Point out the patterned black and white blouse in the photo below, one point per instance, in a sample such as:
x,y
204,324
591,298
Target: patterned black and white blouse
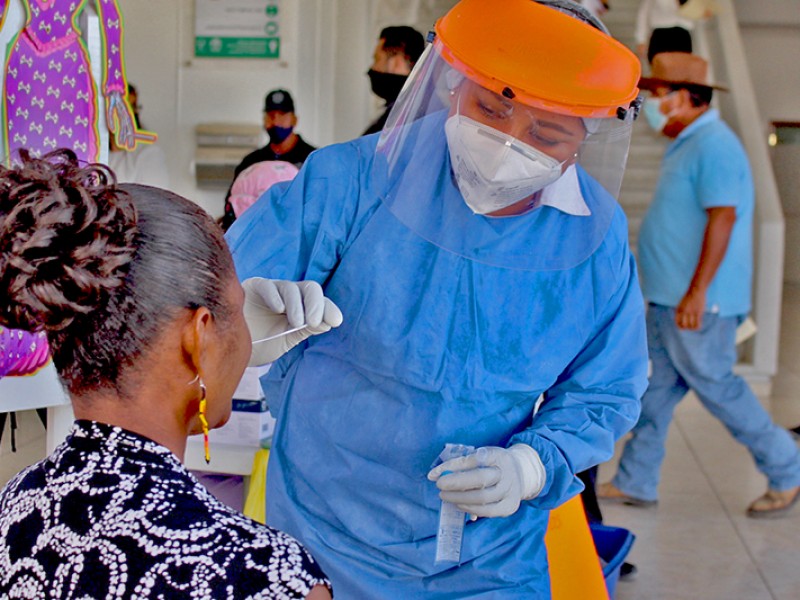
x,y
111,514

━━━━━━━━

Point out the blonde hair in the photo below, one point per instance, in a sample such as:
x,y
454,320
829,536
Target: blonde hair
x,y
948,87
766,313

━━━━━━━━

◆ The task:
Count the lines in the listing above that contain the word "such". Reply with the number alone.

◆ The answer:
2